Stored items:

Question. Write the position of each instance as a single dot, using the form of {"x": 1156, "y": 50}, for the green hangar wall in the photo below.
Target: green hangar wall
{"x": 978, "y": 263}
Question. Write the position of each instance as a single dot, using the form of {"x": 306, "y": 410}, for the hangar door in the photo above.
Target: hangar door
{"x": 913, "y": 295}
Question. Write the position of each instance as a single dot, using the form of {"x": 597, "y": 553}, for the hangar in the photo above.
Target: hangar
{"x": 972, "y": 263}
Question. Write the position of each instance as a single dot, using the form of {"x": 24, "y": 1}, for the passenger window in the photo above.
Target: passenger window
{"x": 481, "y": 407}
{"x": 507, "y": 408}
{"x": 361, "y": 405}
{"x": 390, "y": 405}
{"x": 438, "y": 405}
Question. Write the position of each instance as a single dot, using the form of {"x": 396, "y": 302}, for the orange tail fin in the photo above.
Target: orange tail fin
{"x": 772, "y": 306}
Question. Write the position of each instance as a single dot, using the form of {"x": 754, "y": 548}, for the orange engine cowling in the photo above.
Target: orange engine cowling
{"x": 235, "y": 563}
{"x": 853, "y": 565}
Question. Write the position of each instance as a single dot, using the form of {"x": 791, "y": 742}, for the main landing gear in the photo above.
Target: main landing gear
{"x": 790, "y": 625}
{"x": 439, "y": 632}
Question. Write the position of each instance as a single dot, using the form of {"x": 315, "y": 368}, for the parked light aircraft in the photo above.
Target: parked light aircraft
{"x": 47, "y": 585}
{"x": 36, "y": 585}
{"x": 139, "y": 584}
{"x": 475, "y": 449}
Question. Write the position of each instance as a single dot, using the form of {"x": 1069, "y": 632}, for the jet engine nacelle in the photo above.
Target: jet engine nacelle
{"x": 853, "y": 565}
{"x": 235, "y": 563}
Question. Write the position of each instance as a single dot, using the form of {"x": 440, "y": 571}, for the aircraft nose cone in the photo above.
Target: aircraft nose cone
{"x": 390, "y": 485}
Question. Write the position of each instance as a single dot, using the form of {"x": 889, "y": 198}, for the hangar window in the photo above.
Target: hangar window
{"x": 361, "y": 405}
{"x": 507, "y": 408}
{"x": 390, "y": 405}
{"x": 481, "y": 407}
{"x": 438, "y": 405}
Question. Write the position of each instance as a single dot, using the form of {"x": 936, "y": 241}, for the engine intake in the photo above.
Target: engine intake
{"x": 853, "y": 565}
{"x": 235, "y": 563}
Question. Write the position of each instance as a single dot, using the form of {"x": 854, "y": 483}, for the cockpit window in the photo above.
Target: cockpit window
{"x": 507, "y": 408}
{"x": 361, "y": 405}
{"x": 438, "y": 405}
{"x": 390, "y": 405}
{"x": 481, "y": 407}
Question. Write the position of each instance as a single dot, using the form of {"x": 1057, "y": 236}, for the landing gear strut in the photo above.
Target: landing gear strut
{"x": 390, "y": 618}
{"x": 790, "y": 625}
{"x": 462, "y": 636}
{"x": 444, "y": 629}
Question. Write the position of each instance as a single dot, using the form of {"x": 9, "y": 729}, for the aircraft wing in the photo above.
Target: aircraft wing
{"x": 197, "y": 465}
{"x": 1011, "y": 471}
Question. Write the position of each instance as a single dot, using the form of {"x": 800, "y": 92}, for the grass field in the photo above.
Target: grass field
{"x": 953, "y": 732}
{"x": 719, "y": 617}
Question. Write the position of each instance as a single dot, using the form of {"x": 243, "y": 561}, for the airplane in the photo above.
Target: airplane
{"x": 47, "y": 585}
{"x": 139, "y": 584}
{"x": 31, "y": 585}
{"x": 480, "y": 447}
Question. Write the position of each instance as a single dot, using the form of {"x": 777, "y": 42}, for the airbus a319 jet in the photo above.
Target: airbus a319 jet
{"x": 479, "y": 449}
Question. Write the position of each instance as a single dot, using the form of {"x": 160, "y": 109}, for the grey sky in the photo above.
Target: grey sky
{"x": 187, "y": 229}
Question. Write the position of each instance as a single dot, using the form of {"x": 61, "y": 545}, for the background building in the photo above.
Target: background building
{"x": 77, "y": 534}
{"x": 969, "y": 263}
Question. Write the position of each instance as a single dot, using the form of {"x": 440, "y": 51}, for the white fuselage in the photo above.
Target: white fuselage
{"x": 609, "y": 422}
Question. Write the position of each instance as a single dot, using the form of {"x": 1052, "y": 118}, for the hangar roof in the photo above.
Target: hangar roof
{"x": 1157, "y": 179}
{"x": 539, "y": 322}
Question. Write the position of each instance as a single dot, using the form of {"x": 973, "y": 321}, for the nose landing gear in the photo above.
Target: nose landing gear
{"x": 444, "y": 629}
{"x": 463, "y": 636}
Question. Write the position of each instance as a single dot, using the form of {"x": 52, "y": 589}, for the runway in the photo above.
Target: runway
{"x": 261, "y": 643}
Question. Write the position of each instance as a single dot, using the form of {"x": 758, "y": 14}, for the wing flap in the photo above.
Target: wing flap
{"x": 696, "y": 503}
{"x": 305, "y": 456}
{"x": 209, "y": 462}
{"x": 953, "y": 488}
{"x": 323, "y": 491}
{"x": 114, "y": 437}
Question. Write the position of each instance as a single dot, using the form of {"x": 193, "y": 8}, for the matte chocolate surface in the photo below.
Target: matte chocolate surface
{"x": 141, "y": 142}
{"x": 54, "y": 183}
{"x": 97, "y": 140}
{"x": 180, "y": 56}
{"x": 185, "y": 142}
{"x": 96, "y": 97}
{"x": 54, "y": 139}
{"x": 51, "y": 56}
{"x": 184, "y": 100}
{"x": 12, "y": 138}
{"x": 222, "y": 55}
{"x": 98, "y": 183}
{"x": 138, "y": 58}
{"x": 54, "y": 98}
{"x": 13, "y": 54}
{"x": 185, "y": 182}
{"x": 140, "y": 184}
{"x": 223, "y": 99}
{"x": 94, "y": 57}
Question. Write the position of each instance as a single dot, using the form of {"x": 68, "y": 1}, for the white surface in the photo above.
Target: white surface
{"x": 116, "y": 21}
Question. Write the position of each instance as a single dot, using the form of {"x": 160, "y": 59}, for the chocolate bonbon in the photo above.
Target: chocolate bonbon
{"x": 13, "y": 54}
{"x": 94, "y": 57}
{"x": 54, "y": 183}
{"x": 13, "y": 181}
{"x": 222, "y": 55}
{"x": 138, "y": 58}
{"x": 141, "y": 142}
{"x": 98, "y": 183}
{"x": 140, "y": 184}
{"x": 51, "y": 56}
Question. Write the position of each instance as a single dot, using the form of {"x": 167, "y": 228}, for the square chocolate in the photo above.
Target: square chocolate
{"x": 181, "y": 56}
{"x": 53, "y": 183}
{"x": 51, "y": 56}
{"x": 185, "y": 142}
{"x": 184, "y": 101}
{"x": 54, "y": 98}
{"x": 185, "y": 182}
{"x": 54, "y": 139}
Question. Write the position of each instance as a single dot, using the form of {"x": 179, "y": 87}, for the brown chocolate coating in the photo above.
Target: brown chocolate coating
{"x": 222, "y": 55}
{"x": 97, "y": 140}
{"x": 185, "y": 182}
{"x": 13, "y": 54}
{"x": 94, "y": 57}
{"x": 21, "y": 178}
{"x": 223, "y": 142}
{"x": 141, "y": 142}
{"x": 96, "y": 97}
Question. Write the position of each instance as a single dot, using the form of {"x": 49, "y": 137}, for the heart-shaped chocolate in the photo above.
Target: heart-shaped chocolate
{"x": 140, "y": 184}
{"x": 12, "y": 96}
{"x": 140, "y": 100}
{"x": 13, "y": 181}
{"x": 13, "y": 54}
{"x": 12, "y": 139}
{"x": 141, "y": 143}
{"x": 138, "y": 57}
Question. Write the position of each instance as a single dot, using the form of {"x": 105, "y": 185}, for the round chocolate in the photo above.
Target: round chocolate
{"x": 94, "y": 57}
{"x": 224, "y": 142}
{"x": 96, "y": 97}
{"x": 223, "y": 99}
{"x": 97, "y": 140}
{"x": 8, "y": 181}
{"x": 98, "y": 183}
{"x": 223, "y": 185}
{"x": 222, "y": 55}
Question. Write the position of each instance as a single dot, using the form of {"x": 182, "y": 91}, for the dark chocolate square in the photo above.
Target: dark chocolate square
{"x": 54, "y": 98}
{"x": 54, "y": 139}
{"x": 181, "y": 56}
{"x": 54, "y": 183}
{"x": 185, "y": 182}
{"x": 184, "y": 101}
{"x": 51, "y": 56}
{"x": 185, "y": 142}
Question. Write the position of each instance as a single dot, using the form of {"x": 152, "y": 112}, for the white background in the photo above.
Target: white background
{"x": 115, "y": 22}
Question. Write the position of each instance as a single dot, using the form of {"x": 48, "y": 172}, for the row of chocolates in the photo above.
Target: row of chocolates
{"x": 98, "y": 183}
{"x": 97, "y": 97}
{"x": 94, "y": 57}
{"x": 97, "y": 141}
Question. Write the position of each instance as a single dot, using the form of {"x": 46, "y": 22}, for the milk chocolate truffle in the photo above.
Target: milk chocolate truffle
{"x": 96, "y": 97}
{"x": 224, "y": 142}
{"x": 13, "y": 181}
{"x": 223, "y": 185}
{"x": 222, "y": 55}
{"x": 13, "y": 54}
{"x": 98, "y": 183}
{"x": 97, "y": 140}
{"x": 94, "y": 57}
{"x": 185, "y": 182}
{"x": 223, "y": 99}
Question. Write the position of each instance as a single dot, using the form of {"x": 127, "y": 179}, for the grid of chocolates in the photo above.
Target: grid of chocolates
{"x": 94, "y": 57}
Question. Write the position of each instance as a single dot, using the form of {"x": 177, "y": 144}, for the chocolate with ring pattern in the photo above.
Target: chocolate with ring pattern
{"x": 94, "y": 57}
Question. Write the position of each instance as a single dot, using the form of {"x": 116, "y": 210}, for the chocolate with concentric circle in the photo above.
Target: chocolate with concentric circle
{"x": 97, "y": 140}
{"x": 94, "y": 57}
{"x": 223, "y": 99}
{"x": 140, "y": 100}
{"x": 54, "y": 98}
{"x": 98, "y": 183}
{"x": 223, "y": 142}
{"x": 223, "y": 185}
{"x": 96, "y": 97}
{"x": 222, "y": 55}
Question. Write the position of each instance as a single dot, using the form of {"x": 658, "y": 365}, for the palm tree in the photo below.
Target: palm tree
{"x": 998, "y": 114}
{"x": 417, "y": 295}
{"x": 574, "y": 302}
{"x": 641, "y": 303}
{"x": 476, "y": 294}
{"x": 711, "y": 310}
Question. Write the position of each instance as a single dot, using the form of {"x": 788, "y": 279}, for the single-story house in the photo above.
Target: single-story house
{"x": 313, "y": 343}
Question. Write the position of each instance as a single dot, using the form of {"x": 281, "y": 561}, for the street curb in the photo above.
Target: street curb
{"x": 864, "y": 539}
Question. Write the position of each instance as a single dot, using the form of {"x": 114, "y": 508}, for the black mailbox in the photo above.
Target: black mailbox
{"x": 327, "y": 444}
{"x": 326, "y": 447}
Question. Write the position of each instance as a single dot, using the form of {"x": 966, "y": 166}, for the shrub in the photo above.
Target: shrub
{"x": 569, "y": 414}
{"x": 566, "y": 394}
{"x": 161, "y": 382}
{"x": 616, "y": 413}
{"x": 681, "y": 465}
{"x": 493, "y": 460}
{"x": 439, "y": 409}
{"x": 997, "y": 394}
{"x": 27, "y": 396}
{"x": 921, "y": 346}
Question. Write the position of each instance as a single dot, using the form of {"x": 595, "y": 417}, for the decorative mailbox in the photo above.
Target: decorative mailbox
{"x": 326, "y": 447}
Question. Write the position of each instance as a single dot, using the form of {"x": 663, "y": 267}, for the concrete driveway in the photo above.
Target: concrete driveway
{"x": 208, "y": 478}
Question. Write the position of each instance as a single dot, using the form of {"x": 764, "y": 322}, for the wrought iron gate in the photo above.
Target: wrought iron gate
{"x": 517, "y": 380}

> Your objective
Restate word for word the lines of the data above, starting at the line containing "Target: background building" and ending at the line containing "bonbon in the photo above.", both included, and nothing more.

> Output below
Target: background building
{"x": 77, "y": 534}
{"x": 969, "y": 263}
Question. Write the position of each instance as a single dot, using the form of {"x": 440, "y": 51}, for the white fuselage in the photo above.
Target: white fuselage
{"x": 609, "y": 422}
Question. Write the position of each instance as a single dot, using the form of {"x": 1052, "y": 118}, for the hangar roof in the photo above.
Target: hangar roof
{"x": 1157, "y": 179}
{"x": 539, "y": 322}
Question. Write the position of each instance as a single dot, using the form of {"x": 973, "y": 321}, for the nose landing gear in the photo above.
Target: nose landing gear
{"x": 444, "y": 629}
{"x": 463, "y": 636}
Question. Write the position of each instance as a single dot, using the form of {"x": 52, "y": 589}, for the runway in the photo above.
Target: runway
{"x": 261, "y": 643}
Question. Write the position of each instance as a single dot, using the form of {"x": 758, "y": 14}, for the wing flap in the photo above.
Target: wing flap
{"x": 696, "y": 503}
{"x": 305, "y": 456}
{"x": 209, "y": 462}
{"x": 953, "y": 488}
{"x": 323, "y": 491}
{"x": 114, "y": 437}
Question. Write the position of each instance as a single dot, using the form of {"x": 193, "y": 8}, for the matte chocolate surface in the photo below.
Target: matte chocolate surface
{"x": 141, "y": 142}
{"x": 54, "y": 183}
{"x": 97, "y": 140}
{"x": 180, "y": 56}
{"x": 185, "y": 142}
{"x": 96, "y": 97}
{"x": 54, "y": 139}
{"x": 51, "y": 56}
{"x": 184, "y": 100}
{"x": 12, "y": 138}
{"x": 222, "y": 55}
{"x": 98, "y": 183}
{"x": 138, "y": 58}
{"x": 54, "y": 98}
{"x": 13, "y": 54}
{"x": 185, "y": 182}
{"x": 140, "y": 184}
{"x": 223, "y": 99}
{"x": 94, "y": 57}
Question. Write the position of each instance as a single dot, using the form of {"x": 68, "y": 1}, for the white surface in the photo above.
Target: white surface
{"x": 116, "y": 21}
Question. Write the position of each instance as a single dot, using the form of {"x": 160, "y": 59}, for the chocolate bonbon in the photo above.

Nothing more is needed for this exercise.